# WHAT IS EXPECTED:
Count the lines below that contain "orange". Answer with the number alone.
═══ DATA FOR THE TASK
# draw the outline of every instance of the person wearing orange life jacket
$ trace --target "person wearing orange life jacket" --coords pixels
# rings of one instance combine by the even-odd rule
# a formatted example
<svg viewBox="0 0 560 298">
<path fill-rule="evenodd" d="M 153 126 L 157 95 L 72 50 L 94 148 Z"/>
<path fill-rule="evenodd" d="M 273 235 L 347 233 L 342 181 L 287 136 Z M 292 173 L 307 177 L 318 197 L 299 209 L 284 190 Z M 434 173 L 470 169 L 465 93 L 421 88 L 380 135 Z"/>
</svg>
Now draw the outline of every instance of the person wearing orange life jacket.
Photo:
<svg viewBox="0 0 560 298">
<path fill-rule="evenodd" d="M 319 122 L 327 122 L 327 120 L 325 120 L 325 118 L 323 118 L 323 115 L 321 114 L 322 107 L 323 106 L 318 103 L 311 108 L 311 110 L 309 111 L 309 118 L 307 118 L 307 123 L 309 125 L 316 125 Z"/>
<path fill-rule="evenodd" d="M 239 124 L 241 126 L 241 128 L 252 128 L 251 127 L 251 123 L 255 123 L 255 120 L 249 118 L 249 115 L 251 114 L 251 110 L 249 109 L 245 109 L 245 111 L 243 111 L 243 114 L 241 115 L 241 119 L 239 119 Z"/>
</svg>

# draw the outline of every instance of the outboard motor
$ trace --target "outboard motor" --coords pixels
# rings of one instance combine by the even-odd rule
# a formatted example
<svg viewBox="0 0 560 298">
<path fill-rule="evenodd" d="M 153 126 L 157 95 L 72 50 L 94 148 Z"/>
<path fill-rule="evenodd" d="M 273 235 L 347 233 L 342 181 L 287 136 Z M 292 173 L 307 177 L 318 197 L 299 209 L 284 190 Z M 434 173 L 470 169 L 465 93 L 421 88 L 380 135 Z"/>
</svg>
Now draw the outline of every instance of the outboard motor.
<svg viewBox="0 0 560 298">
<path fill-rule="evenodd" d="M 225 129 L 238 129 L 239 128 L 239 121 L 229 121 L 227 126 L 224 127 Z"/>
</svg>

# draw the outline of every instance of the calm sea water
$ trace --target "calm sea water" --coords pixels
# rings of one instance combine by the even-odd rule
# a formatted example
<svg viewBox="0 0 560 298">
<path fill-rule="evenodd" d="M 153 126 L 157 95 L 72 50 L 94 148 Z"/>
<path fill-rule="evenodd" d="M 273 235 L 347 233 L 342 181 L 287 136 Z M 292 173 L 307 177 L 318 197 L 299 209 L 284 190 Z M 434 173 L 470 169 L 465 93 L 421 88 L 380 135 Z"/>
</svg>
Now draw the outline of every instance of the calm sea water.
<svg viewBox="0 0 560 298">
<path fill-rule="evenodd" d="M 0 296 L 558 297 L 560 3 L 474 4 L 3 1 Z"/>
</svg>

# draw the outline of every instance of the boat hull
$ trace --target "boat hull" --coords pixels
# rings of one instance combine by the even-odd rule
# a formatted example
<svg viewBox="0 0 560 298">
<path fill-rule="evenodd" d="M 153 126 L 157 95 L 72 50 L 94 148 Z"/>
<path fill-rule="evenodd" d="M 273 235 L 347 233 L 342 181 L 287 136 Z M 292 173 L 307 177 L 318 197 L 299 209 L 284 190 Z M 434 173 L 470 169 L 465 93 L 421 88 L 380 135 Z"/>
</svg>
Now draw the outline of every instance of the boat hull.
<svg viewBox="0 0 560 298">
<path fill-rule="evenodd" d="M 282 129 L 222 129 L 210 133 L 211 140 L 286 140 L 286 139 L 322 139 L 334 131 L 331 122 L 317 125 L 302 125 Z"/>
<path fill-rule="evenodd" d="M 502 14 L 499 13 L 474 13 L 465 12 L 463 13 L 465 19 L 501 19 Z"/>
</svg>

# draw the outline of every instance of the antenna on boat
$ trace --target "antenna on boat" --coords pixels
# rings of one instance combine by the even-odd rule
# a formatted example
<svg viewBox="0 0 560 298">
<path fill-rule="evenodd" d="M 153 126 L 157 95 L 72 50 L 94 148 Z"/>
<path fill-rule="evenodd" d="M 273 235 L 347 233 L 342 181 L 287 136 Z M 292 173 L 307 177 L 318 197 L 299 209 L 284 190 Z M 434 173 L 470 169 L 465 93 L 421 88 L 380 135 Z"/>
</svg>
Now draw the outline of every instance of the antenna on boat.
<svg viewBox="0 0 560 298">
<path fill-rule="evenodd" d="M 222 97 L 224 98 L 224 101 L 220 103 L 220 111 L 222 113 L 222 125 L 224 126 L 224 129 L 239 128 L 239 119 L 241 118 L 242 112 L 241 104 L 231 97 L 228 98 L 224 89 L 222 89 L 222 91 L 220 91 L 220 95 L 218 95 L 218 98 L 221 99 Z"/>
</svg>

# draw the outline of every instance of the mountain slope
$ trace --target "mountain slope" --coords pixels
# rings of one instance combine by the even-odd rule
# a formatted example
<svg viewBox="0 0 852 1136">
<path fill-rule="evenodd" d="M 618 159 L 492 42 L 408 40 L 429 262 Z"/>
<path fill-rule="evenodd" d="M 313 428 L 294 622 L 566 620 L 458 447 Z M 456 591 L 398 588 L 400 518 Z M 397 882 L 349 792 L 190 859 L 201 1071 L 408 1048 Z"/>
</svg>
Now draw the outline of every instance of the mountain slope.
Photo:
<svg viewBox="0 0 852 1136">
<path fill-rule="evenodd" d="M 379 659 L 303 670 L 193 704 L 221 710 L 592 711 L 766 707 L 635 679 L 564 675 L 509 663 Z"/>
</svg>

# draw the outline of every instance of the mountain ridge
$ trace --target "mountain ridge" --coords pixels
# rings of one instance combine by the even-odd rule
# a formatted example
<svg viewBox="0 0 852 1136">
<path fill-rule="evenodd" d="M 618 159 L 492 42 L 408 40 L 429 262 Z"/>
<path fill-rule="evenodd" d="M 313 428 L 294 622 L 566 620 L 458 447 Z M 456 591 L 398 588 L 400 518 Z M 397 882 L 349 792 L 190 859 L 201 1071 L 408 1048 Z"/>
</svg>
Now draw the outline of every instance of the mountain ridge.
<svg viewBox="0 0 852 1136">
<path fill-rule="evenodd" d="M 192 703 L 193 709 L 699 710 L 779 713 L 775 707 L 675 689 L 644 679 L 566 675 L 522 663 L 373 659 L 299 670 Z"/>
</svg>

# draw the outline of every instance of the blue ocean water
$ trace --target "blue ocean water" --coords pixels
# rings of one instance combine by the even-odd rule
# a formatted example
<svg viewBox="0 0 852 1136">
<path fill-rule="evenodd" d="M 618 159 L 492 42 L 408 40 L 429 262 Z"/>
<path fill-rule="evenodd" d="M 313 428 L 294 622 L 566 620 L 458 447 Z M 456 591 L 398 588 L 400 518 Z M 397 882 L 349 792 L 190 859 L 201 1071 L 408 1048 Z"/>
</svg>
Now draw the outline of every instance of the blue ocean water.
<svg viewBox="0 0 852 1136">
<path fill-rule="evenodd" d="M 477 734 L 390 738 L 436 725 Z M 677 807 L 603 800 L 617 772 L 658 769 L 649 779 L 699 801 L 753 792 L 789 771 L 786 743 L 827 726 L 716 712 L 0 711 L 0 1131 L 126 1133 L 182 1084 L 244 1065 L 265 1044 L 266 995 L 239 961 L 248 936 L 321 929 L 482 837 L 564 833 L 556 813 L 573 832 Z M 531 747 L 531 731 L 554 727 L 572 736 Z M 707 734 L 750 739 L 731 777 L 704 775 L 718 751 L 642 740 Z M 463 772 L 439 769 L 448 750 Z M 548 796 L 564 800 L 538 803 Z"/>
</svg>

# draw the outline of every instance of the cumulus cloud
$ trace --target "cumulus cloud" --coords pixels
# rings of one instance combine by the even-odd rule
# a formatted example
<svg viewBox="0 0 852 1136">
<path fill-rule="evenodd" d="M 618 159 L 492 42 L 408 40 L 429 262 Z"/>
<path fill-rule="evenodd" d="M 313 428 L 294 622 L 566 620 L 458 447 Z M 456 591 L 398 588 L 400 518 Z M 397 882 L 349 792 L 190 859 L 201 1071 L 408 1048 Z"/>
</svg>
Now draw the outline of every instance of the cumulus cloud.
══════
# EXPECTED ANSWER:
3